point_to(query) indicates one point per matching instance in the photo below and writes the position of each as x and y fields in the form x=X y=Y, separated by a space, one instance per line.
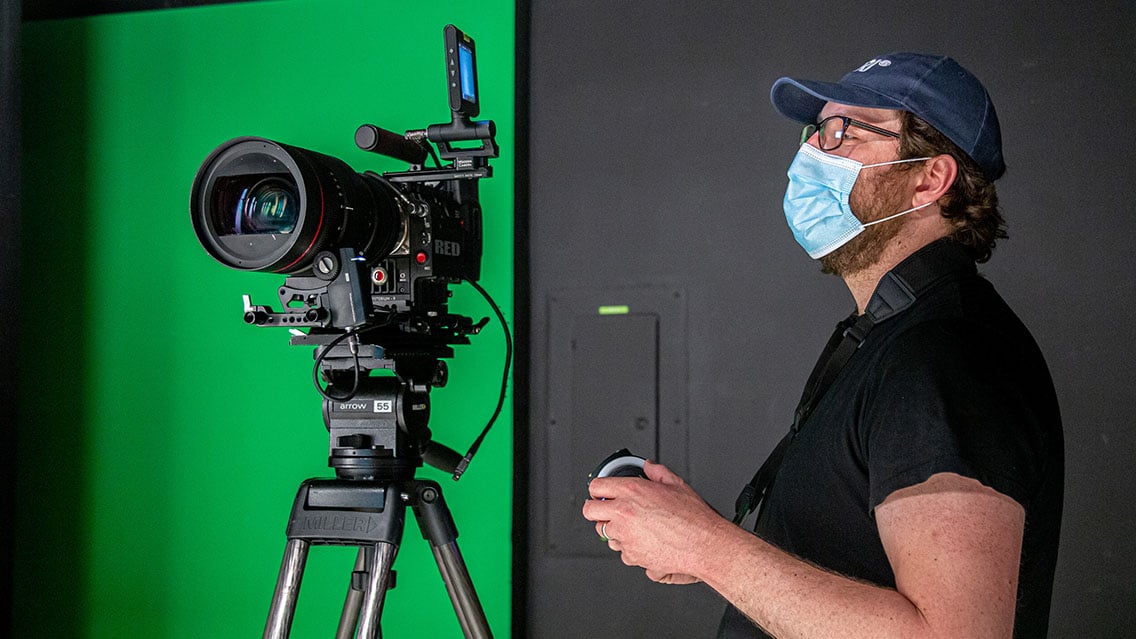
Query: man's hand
x=659 y=523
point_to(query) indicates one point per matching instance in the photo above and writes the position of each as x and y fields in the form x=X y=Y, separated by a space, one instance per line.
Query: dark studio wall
x=9 y=248
x=657 y=168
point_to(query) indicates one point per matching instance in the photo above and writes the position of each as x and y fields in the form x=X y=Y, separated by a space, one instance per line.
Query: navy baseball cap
x=934 y=88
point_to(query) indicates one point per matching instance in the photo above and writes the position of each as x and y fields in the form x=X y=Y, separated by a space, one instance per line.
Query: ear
x=935 y=180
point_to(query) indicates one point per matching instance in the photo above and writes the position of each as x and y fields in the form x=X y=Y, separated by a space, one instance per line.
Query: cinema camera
x=368 y=260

--*--

**WORK INSTRUCTIONS:** Restate precisely, and with nothing added, the lines from the one with "Query: navy baseball cap" through the final line of the material.

**RESPONSE TO THE TASK:**
Query: navy baseball cap
x=934 y=88
point_to(query) indicates one point per matching instance in the photo above and writes the position of each as x and y fields in the form x=X y=Y, separated by a space, one instance per line.
Query: ear
x=935 y=180
point_to(query) indicates one point per matching instance in the photo above and writes the position of each as x and y fields in the form x=X y=Y, separated by a space, one instance per line.
Query: cinema camera
x=368 y=260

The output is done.